> [Task inputs]
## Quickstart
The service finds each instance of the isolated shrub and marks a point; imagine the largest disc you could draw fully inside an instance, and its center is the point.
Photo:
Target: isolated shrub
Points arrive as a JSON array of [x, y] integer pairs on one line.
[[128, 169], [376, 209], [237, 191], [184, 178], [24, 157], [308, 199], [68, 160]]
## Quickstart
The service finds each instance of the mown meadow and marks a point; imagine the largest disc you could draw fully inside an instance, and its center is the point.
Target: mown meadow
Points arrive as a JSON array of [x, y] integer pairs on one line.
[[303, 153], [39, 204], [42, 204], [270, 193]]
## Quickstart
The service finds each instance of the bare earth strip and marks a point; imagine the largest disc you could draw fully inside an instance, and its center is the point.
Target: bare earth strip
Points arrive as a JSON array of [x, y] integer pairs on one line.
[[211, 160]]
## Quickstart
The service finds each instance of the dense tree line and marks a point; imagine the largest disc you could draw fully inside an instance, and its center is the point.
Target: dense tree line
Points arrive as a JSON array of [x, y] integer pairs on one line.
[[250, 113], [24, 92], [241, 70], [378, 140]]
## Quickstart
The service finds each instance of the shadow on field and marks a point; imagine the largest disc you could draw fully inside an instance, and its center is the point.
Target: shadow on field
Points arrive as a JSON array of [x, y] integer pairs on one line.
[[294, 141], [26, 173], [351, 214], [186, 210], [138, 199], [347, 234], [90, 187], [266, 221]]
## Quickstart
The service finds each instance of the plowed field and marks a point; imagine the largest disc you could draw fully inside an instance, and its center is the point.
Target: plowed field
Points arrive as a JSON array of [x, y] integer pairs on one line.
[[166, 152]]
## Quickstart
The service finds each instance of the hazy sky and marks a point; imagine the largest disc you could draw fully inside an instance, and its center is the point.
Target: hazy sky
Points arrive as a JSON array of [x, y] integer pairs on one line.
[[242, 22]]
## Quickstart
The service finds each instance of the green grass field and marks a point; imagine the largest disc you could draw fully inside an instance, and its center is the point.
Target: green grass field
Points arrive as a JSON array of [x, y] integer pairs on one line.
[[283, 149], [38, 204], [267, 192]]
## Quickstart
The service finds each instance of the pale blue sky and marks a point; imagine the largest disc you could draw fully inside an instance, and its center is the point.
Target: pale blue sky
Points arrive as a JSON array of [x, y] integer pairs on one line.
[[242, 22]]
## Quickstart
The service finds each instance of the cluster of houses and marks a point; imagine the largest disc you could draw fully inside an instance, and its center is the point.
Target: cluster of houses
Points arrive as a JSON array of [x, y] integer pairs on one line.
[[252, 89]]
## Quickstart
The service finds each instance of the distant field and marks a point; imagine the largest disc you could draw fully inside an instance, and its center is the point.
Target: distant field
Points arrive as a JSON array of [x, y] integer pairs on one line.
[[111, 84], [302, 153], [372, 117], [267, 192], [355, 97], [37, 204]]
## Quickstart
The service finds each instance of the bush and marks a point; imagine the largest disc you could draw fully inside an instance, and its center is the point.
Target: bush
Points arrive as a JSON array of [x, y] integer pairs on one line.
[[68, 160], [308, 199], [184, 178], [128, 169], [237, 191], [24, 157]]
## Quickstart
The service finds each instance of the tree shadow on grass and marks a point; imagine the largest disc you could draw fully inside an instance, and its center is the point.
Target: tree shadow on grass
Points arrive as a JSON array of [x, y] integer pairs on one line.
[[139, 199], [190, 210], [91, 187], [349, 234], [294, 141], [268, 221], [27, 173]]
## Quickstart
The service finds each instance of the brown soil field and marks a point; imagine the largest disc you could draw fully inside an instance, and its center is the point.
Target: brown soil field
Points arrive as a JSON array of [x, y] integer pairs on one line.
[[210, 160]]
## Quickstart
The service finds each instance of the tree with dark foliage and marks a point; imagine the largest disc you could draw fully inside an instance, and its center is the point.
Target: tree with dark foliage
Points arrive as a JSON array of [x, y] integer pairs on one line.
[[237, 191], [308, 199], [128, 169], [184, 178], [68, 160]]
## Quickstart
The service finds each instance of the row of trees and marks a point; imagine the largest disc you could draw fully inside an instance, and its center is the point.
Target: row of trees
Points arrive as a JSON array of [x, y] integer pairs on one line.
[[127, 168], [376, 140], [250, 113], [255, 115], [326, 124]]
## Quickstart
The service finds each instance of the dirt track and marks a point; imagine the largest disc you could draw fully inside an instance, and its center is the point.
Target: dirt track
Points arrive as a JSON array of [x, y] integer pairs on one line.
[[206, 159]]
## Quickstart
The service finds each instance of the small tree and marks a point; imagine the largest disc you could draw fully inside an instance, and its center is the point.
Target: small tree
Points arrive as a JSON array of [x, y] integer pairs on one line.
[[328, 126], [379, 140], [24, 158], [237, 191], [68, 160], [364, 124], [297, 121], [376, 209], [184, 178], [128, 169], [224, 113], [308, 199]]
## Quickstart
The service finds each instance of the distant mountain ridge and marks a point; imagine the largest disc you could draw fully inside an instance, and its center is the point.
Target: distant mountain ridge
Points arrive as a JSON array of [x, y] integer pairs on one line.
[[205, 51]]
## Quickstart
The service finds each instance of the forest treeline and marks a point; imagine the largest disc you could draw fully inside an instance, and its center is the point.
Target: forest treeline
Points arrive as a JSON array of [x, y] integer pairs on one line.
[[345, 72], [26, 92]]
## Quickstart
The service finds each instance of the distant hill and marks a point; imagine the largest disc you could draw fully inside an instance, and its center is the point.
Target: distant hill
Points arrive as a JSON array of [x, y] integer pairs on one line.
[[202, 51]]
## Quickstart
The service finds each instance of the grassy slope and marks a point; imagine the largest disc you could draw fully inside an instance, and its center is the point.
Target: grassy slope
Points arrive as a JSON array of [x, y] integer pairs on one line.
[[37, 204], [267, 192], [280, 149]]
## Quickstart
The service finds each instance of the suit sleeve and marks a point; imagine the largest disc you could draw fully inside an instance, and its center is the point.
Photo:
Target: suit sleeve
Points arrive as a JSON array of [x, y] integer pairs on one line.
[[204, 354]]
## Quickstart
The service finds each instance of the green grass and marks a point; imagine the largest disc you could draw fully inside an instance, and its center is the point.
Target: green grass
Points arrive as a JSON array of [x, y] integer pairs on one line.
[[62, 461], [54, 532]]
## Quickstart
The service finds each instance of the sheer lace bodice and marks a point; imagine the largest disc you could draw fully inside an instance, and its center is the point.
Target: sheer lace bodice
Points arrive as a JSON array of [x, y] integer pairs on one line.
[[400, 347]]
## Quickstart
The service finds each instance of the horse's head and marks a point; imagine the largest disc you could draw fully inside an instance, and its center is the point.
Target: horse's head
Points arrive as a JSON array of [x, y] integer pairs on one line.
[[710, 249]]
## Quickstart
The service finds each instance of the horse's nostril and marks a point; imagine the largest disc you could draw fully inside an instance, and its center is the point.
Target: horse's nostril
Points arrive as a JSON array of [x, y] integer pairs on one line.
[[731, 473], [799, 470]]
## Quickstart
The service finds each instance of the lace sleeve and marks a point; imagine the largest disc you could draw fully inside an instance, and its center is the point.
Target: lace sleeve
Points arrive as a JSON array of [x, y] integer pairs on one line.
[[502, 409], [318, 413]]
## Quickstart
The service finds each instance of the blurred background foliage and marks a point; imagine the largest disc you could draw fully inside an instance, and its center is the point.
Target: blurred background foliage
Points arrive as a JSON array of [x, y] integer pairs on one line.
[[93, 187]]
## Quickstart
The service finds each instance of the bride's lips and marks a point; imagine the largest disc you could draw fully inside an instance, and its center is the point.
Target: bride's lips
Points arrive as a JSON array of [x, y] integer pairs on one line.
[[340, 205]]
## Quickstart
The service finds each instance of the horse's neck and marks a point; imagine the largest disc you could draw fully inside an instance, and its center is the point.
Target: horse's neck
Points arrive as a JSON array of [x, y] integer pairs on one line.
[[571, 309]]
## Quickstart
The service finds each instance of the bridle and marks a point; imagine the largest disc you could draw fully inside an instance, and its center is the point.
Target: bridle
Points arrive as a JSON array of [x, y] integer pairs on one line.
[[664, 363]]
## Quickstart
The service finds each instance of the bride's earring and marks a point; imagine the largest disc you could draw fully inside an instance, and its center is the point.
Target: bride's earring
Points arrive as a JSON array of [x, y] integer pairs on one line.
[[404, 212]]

> [Written exercise]
Reproduce everything from the very start of the entries down to the line containing "199], [68, 160]]", including that line.

> [Solution for this exercise]
## Quickstart
The service finds each instance of the isolated shrub and marks a point; imagine the largest disc you could draw fully inside an instance, and its center is the point.
Photo:
Target: isolated shrub
Points arrive as a JSON array of [x, y] integer pairs on one line.
[[128, 169], [376, 209], [237, 191], [184, 178], [24, 157], [308, 199], [68, 160]]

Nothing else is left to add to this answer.